Comic subtlety meets internet rage

So, Richard Glover of the Sydney Morning Herald wrote a thought provoking (albeit not that awesome) column about the stubborn tendency towards denial or overreaction when presented with facts that either challenge or support ones underlying ideologies. Read that original column first, it’s a nice enough read and obvious that it uses subtle humour and some hyperbole in jest.
Anyway, after the column had been linked by some US right-wing website, Glover was met with some serious internet rage by right-wing whiners:

After 25 years writing this column, I’ve had my first experience of an internet hate campaign. So far, more than 2400 people, nearly all American, have emailed me. More emails come every time I hit the send/receive button. About 5 per cent contain threats of violence. Even stranger, quite a few threaten me with sexual violence. They say, in various forms, that they want to rape me.

• **Data excerpts**

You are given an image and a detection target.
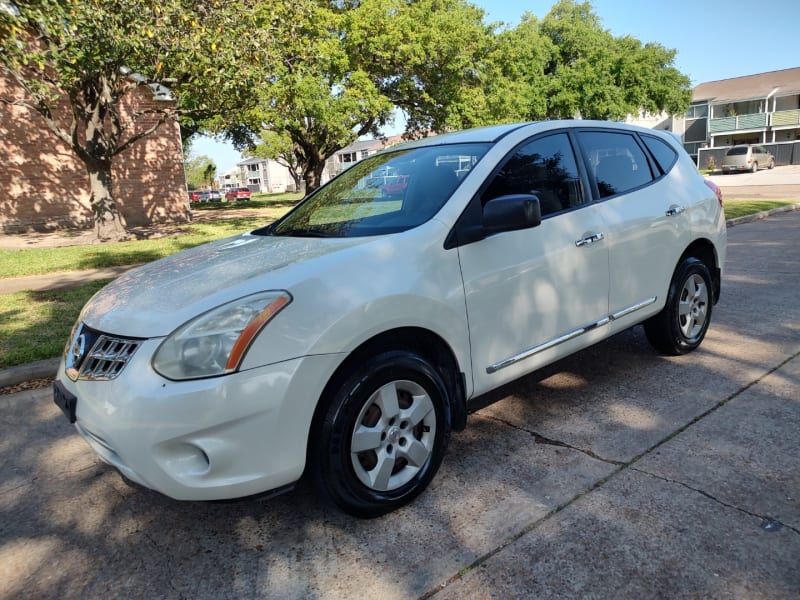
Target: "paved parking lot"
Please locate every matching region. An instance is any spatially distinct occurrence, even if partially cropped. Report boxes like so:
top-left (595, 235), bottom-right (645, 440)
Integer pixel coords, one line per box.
top-left (0, 211), bottom-right (800, 600)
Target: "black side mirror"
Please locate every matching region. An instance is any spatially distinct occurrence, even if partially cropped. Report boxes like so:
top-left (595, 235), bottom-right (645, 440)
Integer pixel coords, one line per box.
top-left (481, 194), bottom-right (542, 235)
top-left (444, 194), bottom-right (542, 250)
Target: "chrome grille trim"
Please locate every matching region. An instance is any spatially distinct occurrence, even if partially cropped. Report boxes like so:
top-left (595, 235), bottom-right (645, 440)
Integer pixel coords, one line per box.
top-left (66, 325), bottom-right (142, 381)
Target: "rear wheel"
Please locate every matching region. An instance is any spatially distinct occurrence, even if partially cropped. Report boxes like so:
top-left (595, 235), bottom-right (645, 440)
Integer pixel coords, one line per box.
top-left (644, 257), bottom-right (713, 355)
top-left (312, 351), bottom-right (450, 517)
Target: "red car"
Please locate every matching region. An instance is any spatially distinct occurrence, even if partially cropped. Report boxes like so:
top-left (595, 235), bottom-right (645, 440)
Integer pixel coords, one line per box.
top-left (225, 188), bottom-right (250, 202)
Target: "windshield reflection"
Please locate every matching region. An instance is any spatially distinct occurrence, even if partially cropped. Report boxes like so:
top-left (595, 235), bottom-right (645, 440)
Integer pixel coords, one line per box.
top-left (262, 144), bottom-right (489, 237)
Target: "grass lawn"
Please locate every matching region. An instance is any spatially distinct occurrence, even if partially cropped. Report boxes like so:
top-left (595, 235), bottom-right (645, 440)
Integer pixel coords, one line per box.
top-left (0, 217), bottom-right (278, 279)
top-left (0, 279), bottom-right (111, 368)
top-left (722, 199), bottom-right (798, 219)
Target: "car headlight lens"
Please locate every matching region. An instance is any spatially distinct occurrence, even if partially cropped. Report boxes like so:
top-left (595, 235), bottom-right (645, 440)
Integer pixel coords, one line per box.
top-left (153, 291), bottom-right (292, 379)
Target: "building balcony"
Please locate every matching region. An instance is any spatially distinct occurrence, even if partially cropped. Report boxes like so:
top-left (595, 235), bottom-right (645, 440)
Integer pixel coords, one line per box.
top-left (708, 111), bottom-right (768, 133)
top-left (772, 109), bottom-right (800, 127)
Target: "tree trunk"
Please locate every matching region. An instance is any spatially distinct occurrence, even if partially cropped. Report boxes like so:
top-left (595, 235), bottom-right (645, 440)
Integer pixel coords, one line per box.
top-left (303, 159), bottom-right (325, 194)
top-left (86, 161), bottom-right (130, 241)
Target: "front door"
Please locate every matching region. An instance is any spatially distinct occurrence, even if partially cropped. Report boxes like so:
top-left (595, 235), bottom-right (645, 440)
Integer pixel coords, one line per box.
top-left (458, 133), bottom-right (609, 394)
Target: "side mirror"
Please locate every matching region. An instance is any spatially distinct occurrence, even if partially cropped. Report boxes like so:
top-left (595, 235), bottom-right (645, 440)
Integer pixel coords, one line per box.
top-left (444, 194), bottom-right (542, 249)
top-left (481, 194), bottom-right (542, 235)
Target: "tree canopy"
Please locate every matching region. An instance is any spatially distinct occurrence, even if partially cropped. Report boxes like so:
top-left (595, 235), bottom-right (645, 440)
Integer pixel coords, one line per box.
top-left (0, 0), bottom-right (280, 238)
top-left (0, 0), bottom-right (690, 227)
top-left (222, 0), bottom-right (690, 191)
top-left (223, 0), bottom-right (490, 191)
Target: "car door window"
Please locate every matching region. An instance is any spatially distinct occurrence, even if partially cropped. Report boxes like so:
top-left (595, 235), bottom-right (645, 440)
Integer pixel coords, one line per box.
top-left (579, 131), bottom-right (653, 198)
top-left (481, 133), bottom-right (584, 216)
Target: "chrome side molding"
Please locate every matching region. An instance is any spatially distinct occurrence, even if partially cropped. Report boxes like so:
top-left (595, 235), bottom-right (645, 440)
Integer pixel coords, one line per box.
top-left (486, 296), bottom-right (658, 375)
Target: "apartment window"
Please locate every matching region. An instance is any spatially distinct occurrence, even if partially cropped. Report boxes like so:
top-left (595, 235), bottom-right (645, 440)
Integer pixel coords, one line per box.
top-left (686, 104), bottom-right (708, 119)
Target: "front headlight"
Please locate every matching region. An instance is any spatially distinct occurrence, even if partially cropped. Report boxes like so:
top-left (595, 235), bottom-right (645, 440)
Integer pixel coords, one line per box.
top-left (153, 291), bottom-right (292, 379)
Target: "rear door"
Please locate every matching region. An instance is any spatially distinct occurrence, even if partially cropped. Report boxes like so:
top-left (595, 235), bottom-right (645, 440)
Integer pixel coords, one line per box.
top-left (578, 130), bottom-right (691, 331)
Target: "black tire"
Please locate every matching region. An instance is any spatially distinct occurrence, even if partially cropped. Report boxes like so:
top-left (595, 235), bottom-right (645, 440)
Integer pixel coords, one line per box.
top-left (310, 351), bottom-right (451, 518)
top-left (644, 257), bottom-right (714, 356)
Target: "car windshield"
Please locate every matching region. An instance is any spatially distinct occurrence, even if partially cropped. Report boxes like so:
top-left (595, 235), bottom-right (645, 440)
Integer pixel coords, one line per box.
top-left (726, 146), bottom-right (747, 156)
top-left (262, 143), bottom-right (490, 237)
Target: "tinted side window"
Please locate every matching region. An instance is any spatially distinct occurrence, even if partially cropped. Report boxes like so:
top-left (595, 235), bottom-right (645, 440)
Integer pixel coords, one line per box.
top-left (641, 135), bottom-right (678, 173)
top-left (579, 131), bottom-right (653, 198)
top-left (481, 133), bottom-right (583, 216)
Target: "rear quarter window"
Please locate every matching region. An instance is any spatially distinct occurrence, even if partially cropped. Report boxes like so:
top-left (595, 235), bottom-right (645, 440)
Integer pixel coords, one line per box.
top-left (578, 131), bottom-right (654, 198)
top-left (641, 135), bottom-right (678, 174)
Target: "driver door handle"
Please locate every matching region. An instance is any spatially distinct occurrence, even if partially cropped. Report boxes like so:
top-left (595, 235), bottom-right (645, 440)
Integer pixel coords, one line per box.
top-left (575, 231), bottom-right (606, 248)
top-left (667, 204), bottom-right (686, 217)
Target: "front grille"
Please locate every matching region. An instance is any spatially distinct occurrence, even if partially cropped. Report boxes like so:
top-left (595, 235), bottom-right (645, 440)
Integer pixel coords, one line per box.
top-left (66, 325), bottom-right (142, 381)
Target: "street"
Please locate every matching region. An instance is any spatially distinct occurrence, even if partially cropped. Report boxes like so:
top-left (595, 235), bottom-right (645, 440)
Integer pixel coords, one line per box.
top-left (0, 212), bottom-right (800, 600)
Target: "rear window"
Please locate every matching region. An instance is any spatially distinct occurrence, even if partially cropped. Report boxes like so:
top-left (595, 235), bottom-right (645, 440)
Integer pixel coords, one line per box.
top-left (725, 146), bottom-right (747, 156)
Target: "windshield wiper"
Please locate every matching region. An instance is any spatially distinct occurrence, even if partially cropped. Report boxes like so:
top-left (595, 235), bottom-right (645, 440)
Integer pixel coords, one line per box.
top-left (272, 227), bottom-right (339, 237)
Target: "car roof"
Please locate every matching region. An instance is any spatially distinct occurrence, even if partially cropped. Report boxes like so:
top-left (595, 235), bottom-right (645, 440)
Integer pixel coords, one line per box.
top-left (387, 119), bottom-right (672, 151)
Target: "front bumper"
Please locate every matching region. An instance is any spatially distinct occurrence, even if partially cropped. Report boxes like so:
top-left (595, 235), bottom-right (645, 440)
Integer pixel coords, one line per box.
top-left (57, 340), bottom-right (341, 500)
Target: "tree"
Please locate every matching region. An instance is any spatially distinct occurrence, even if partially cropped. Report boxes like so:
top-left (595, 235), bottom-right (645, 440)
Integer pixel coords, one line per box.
top-left (540, 0), bottom-right (691, 120)
top-left (476, 0), bottom-right (691, 122)
top-left (225, 0), bottom-right (489, 191)
top-left (185, 156), bottom-right (217, 190)
top-left (0, 0), bottom-right (278, 239)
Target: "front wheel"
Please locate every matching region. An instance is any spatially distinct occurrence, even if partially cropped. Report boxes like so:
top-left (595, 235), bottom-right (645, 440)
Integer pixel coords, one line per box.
top-left (644, 258), bottom-right (713, 356)
top-left (311, 351), bottom-right (450, 518)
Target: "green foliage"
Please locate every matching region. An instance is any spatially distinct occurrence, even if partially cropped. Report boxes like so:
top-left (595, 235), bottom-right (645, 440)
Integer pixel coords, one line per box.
top-left (223, 0), bottom-right (490, 191)
top-left (488, 0), bottom-right (691, 122)
top-left (184, 156), bottom-right (217, 190)
top-left (0, 0), bottom-right (278, 237)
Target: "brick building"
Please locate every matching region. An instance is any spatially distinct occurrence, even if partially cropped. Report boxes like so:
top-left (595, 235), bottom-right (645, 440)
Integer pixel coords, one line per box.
top-left (0, 73), bottom-right (190, 233)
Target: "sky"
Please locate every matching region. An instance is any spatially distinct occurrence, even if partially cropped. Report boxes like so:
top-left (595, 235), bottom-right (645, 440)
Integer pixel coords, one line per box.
top-left (192, 0), bottom-right (800, 174)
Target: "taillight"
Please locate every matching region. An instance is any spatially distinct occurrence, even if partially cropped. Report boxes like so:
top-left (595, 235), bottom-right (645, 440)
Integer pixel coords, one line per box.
top-left (703, 179), bottom-right (722, 206)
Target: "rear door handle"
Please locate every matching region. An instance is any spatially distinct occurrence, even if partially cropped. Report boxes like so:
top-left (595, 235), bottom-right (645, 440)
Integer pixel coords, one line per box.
top-left (575, 231), bottom-right (606, 248)
top-left (667, 204), bottom-right (686, 217)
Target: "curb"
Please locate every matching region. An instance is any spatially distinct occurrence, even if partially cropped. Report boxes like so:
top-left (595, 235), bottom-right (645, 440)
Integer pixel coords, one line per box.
top-left (0, 203), bottom-right (800, 388)
top-left (0, 358), bottom-right (61, 388)
top-left (723, 201), bottom-right (800, 227)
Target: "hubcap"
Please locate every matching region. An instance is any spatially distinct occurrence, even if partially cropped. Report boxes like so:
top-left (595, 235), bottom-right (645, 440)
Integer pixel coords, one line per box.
top-left (678, 275), bottom-right (708, 339)
top-left (350, 380), bottom-right (436, 492)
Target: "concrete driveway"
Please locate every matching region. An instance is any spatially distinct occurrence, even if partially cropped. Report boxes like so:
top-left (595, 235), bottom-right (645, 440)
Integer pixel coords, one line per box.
top-left (0, 212), bottom-right (800, 600)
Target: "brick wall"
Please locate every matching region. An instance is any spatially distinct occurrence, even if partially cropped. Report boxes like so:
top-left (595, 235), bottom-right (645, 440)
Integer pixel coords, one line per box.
top-left (0, 73), bottom-right (190, 232)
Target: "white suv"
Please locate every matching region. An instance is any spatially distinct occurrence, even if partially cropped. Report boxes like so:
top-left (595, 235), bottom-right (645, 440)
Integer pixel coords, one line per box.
top-left (55, 121), bottom-right (726, 516)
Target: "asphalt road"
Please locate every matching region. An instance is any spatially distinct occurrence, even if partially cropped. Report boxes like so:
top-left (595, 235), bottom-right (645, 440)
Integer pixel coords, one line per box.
top-left (0, 212), bottom-right (800, 600)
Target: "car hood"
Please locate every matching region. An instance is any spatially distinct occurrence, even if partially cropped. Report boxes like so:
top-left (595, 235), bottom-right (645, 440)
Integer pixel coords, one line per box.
top-left (81, 233), bottom-right (370, 338)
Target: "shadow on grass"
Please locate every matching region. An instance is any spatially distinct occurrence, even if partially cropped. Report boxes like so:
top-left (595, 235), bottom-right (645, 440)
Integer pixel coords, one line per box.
top-left (0, 279), bottom-right (111, 368)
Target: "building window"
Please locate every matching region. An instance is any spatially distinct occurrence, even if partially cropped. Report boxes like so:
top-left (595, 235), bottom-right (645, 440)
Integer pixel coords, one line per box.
top-left (686, 104), bottom-right (708, 119)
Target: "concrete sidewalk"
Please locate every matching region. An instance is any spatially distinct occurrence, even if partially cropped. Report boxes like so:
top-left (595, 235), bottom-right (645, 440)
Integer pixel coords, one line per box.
top-left (0, 212), bottom-right (800, 600)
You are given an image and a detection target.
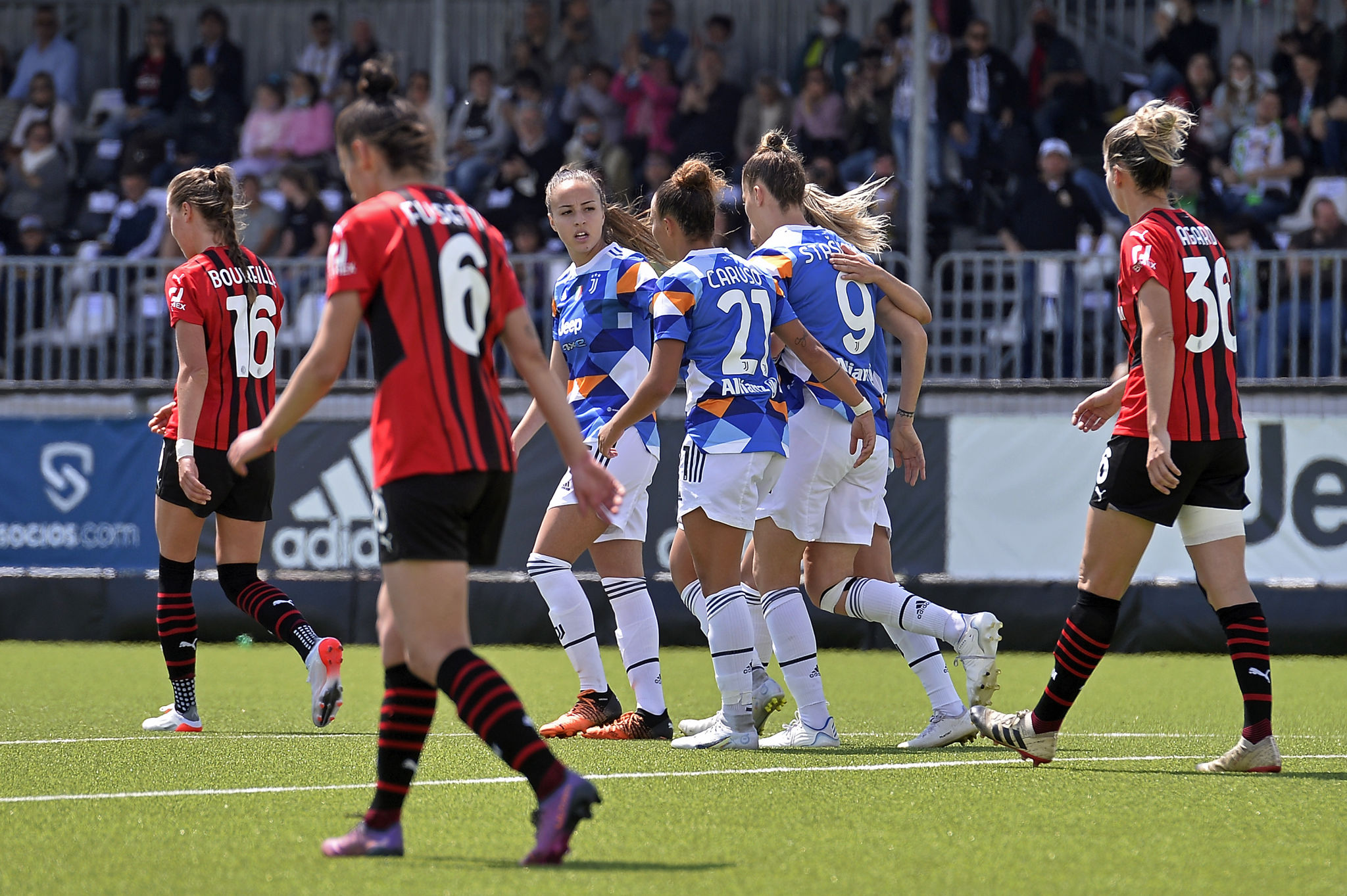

• **What you should do**
Decide whether each statement agrees with the reading text, and for each give yes or no with the deciding words from the text, quoted exactly.
1. Glover had been writing his column for 25 years before he experienced an internet hate campaign.
2. Most of the people who emailed Glover were Australian.
3. About half of the emails Glover received contained threats of violence.

• **Answer to this exercise**
1. Yes: "After 25 years writing this column, I’ve had my first experience of an internet hate campaign."
2. No: "more than 2400 people, nearly all American, have emailed me."
3. No: "About 5 per cent contain threats of violence."